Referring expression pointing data
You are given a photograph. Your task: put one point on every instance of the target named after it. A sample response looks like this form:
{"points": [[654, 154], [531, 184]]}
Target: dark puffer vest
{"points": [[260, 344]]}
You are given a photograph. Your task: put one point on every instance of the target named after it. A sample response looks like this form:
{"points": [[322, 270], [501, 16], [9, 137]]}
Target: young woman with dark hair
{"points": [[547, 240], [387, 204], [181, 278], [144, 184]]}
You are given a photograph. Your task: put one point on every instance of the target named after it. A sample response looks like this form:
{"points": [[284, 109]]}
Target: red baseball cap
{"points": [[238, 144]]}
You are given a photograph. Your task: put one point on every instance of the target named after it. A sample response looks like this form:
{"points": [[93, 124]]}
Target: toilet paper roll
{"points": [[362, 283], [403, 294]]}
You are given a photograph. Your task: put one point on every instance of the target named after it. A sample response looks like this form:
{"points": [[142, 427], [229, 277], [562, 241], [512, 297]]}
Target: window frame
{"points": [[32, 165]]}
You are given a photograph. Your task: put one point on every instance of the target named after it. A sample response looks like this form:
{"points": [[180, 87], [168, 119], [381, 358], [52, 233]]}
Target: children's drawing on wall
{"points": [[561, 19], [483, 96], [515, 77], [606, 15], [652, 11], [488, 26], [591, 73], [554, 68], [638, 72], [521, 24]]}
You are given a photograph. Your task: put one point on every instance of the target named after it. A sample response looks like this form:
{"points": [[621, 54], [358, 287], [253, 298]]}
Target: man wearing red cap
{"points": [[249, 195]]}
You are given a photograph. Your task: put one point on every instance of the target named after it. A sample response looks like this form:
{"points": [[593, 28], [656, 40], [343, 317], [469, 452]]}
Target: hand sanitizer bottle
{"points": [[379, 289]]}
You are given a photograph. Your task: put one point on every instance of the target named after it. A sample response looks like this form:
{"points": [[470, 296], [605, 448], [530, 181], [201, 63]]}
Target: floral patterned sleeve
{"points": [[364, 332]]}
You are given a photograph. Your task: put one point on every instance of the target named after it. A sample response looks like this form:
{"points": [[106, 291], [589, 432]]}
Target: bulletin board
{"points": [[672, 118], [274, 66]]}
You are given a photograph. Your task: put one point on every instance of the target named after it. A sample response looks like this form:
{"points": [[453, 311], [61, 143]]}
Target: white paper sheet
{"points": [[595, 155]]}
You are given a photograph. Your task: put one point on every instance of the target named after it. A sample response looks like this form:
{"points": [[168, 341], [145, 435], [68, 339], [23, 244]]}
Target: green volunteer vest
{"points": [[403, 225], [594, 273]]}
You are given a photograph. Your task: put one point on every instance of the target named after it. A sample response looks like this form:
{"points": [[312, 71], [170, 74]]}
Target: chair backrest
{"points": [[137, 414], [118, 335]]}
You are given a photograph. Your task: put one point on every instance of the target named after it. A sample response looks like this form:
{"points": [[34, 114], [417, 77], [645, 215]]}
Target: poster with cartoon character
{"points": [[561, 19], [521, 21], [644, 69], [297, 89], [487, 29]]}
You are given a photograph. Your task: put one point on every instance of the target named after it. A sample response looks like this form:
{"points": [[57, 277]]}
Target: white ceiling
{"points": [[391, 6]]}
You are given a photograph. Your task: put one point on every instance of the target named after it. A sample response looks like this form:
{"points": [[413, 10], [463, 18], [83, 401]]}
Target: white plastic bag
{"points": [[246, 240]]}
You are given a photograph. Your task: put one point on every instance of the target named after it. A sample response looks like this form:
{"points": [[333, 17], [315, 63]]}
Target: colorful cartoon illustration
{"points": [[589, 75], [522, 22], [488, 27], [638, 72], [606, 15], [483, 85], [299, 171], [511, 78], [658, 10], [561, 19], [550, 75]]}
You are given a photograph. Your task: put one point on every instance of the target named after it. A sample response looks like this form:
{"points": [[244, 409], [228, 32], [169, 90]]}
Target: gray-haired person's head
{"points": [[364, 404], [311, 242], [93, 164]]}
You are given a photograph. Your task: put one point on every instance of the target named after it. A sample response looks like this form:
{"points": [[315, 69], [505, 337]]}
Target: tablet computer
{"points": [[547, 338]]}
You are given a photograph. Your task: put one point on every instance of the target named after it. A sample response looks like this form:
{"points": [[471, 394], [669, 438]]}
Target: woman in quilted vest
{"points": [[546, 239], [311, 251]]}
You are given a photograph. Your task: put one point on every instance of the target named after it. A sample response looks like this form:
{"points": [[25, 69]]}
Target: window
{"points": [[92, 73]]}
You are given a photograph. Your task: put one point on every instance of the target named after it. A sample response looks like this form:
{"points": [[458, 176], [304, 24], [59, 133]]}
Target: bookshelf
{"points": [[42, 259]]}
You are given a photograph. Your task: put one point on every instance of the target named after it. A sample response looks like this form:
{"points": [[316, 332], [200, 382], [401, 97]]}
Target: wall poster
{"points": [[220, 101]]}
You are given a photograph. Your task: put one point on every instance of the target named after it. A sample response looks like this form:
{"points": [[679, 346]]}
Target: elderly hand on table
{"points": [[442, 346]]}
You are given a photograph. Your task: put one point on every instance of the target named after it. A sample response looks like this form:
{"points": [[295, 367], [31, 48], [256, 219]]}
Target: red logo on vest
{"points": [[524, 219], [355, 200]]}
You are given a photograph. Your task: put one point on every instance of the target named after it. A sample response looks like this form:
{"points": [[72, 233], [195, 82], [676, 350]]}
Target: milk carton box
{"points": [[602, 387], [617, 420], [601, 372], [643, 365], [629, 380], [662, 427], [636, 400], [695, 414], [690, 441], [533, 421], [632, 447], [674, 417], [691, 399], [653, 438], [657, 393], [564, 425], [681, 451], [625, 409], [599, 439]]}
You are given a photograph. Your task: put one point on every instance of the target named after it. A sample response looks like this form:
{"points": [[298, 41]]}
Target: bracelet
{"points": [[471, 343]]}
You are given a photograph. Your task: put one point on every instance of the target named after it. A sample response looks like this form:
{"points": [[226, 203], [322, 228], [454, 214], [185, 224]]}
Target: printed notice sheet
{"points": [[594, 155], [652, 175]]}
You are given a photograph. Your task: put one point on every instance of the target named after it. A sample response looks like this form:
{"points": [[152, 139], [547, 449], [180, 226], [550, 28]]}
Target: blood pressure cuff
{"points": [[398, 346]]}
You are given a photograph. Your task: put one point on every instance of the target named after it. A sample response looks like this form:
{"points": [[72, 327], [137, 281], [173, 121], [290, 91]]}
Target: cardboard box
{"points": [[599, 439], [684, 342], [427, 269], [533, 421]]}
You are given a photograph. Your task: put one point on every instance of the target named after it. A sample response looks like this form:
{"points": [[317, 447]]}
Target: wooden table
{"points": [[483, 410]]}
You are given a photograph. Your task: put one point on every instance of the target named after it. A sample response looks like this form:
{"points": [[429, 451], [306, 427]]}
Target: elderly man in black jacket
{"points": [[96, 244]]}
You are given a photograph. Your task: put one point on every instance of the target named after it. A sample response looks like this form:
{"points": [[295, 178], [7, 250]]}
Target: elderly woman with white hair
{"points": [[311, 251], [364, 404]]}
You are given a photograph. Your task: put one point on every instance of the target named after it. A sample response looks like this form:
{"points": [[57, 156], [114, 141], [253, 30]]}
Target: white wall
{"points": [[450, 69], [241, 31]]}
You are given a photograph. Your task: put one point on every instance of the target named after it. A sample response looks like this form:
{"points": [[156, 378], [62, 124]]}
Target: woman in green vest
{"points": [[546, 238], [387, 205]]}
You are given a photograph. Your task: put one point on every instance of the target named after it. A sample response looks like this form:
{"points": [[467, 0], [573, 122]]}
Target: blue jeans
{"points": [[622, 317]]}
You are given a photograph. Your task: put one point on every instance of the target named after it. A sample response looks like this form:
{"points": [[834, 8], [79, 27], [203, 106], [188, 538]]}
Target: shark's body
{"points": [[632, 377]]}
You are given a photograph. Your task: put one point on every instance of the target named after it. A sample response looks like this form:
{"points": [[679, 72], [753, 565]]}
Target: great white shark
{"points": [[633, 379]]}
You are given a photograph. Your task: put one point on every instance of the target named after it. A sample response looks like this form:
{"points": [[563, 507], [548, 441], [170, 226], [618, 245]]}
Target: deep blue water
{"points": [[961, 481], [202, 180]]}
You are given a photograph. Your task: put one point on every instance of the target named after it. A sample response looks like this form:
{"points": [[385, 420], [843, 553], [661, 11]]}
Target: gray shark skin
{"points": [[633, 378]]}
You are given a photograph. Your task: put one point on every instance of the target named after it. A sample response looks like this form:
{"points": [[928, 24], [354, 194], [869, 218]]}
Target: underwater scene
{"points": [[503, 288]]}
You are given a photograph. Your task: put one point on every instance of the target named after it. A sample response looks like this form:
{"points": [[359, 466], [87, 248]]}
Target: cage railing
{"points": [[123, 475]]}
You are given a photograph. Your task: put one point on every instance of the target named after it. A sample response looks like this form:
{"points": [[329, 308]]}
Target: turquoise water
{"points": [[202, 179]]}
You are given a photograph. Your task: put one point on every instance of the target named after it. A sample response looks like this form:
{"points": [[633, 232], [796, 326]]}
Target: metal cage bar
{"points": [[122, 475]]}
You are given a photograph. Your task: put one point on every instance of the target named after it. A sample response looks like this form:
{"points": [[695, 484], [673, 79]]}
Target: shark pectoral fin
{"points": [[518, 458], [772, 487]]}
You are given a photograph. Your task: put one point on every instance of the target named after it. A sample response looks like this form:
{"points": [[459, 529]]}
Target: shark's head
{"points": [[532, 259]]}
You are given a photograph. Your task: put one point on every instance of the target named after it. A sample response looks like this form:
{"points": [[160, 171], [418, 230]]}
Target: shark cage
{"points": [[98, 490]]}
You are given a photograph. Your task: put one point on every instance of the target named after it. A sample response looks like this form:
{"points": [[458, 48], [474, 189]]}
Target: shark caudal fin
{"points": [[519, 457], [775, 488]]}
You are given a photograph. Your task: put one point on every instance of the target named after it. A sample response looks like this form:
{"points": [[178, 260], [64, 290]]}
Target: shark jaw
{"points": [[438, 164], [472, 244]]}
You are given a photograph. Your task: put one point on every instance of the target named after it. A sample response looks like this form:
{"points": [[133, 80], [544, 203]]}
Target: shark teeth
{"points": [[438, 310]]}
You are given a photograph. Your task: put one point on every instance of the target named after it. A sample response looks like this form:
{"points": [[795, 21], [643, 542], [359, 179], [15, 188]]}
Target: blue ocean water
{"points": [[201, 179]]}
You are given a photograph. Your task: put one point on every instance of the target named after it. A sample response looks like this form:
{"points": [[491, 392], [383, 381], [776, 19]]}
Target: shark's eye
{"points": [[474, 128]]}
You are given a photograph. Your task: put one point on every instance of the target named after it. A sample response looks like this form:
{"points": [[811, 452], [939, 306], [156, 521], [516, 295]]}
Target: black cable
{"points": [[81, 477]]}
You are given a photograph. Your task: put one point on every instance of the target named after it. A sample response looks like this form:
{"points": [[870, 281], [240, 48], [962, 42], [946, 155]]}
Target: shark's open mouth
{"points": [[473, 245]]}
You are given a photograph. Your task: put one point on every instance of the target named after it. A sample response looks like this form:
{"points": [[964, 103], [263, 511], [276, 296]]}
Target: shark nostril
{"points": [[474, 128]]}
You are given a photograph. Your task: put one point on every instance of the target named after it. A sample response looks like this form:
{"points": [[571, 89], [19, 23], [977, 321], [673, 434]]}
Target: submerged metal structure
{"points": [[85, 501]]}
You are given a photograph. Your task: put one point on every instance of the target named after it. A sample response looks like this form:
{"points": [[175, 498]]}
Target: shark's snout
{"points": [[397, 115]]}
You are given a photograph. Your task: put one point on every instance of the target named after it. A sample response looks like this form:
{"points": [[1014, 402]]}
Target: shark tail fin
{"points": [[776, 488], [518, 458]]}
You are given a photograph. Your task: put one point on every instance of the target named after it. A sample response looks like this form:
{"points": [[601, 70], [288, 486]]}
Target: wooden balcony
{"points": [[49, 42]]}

Task to complete: Up to and including the final line of the data above, please copy every line exactly, starting from the one that contains "Target: submerged metal structure".

Answer to the problem:
Target: submerged metal structure
{"points": [[85, 501]]}
You are given a photograph. Your task: put one point on every instance of the target named after it. A sample response looks like this form:
{"points": [[175, 498]]}
Target: shark's snout
{"points": [[397, 115]]}
You are given a photograph. Your task: put one point on every instance of the target named after it. A sample response looks like this form:
{"points": [[1014, 402]]}
Target: shark tail fin
{"points": [[776, 488], [518, 458]]}
You are given a photograph. Your task: put one point on every instance of the target named after it. A sample response looks like this form:
{"points": [[601, 70], [288, 486]]}
Target: wooden balcony
{"points": [[49, 42]]}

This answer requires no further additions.